Work item
Give back exactly the lines of the material below that start at the line containing "Put a marker on every instance of the bus front" and end at the line containing "Put a marker on every instance of the tree trunk", and no others.

Records for the task
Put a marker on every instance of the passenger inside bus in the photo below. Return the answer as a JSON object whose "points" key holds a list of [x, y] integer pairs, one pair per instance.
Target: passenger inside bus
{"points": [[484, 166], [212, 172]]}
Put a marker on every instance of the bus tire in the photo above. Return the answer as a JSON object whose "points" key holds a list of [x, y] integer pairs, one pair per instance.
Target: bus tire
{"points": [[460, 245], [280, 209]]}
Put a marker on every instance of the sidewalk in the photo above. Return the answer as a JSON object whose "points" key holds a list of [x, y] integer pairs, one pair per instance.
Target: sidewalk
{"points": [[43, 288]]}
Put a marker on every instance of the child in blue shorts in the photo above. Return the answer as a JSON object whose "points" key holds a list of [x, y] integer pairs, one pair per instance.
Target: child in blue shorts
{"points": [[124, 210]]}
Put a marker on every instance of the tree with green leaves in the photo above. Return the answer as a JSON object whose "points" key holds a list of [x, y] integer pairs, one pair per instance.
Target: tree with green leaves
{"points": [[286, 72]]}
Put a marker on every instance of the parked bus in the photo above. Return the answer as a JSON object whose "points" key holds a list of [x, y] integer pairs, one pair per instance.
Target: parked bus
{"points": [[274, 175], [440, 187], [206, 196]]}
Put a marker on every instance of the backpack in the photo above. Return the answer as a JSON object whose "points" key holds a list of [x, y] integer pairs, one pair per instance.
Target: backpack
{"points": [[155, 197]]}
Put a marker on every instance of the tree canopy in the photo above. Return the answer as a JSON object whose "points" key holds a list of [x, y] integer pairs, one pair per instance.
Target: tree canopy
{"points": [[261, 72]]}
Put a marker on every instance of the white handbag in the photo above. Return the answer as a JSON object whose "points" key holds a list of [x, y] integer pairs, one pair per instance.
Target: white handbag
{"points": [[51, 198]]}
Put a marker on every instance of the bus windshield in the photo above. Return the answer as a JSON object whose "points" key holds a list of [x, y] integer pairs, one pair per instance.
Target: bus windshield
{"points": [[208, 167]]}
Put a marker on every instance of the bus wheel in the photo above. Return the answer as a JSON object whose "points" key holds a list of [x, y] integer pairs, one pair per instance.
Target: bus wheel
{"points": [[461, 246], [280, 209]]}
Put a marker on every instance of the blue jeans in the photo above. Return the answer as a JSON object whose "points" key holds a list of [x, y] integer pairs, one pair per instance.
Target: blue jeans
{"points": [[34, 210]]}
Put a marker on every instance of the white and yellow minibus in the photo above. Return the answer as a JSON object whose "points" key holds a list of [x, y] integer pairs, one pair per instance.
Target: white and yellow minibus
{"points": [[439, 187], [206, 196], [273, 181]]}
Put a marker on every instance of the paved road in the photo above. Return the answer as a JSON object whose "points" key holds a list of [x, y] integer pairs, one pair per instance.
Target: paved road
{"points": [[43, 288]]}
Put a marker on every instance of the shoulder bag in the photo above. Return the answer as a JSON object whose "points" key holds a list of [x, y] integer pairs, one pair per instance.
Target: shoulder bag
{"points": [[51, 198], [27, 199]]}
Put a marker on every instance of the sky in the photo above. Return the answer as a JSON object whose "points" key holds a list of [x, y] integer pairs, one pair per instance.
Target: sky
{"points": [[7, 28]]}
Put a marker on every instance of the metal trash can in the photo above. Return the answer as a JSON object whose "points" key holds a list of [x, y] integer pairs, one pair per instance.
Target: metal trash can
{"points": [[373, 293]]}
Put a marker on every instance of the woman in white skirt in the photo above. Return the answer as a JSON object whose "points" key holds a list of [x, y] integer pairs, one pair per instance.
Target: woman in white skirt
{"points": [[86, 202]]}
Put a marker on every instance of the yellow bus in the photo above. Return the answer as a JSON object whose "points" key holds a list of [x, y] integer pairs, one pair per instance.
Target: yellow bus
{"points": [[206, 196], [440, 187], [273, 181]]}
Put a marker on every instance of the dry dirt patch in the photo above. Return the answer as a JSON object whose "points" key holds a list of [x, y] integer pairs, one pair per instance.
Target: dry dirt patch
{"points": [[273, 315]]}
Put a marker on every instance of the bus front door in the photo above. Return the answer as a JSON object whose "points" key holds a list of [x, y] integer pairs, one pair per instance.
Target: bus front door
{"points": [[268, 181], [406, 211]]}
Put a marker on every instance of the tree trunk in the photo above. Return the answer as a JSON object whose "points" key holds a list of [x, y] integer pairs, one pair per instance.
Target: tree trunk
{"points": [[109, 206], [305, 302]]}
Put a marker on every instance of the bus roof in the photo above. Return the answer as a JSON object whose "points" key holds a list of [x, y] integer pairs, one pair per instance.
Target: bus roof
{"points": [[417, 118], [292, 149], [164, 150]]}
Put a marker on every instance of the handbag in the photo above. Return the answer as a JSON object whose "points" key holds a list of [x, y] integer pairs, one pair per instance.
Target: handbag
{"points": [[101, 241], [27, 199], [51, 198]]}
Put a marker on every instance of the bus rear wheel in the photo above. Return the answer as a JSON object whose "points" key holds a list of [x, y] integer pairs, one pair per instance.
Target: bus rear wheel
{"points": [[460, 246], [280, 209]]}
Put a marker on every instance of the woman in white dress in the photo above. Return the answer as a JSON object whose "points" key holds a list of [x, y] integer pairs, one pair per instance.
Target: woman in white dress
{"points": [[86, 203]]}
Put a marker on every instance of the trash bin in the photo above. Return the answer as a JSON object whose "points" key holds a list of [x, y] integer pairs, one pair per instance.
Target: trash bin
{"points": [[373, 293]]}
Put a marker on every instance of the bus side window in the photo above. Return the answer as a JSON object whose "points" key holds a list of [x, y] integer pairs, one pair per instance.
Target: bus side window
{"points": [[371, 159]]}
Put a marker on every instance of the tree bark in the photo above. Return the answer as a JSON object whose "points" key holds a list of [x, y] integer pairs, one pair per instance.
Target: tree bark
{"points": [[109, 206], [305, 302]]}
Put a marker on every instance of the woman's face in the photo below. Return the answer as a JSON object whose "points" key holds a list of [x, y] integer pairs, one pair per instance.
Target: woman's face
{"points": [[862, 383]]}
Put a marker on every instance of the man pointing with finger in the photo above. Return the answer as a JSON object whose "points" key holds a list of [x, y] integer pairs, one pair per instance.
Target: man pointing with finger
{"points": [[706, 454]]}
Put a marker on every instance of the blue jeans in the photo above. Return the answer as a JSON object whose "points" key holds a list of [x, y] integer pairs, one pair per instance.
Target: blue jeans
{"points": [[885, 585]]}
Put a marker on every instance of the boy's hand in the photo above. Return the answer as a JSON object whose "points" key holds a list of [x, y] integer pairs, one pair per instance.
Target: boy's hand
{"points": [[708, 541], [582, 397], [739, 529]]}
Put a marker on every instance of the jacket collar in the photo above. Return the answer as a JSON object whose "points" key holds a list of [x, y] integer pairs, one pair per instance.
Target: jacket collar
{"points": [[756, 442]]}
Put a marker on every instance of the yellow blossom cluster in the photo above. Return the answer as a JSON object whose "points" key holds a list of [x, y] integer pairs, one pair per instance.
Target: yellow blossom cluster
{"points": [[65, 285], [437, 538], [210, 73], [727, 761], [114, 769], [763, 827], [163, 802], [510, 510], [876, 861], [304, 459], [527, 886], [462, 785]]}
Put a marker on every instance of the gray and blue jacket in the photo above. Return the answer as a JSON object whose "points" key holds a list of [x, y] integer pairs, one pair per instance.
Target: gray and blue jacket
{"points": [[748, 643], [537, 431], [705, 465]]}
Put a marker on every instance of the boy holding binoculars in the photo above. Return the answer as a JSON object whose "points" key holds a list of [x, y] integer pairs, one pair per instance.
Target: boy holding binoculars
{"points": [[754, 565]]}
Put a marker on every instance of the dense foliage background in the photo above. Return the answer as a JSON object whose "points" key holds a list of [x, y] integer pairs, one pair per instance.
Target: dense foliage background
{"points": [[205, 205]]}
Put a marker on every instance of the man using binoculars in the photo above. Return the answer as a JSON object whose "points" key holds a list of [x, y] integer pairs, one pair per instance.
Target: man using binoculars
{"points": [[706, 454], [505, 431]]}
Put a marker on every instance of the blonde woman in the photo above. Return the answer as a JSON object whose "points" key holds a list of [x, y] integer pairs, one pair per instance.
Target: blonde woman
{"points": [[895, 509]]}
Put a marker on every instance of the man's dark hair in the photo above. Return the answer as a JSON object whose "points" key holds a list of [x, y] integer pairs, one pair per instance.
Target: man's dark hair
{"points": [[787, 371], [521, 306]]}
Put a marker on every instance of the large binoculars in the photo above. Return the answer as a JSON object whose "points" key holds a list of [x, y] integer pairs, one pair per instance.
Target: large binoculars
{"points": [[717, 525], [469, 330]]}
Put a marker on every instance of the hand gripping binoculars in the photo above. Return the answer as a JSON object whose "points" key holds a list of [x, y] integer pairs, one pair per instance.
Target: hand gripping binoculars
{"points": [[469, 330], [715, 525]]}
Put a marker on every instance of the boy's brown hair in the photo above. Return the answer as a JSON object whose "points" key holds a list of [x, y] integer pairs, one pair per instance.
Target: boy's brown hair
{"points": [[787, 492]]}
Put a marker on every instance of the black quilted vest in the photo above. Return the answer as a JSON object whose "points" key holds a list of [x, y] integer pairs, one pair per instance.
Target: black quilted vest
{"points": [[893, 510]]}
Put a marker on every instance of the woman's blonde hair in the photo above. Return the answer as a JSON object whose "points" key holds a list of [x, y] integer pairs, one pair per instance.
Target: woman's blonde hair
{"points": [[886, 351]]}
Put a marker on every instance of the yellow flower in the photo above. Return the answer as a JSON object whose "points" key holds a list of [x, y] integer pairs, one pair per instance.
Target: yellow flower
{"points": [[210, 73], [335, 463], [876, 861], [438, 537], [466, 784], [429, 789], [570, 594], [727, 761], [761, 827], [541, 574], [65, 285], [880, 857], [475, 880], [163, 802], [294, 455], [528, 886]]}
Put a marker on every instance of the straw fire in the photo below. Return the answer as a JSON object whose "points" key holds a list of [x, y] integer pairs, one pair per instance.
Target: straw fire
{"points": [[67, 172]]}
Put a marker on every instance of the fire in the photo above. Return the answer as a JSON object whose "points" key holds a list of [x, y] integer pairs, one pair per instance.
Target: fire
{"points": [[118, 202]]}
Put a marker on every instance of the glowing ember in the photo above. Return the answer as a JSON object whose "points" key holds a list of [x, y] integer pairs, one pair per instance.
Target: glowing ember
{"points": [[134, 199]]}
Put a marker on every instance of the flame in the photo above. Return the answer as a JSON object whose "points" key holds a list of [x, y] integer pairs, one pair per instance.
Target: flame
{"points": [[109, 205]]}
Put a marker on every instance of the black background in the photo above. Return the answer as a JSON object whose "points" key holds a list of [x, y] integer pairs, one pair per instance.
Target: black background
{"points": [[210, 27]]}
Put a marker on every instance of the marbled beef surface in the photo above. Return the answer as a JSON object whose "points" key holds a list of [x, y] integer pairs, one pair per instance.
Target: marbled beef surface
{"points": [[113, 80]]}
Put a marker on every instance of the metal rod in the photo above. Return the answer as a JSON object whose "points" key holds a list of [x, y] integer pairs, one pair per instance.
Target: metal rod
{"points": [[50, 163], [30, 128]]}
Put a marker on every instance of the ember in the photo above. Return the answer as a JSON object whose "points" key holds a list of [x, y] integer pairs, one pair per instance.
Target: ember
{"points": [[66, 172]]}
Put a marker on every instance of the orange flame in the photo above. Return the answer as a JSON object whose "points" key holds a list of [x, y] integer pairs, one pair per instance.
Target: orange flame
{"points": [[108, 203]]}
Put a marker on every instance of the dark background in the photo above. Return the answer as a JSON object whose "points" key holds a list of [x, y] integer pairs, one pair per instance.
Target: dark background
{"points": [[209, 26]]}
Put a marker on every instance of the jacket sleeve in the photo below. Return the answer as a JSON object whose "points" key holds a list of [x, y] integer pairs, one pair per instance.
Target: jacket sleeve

Answer
Put a marker on every instance of the bus front door in the photo above. Return the answer as a JSON object whose "points" key holds a list of [x, y] integer pairs, one pair per instance.
Target: bus front door
{"points": [[268, 181], [406, 211]]}
Put a marker on every instance of the tree trunk in the photo above. Return the answer as a JSON object whose "points" key holds a list of [x, y] integer pairs, one pair per instance.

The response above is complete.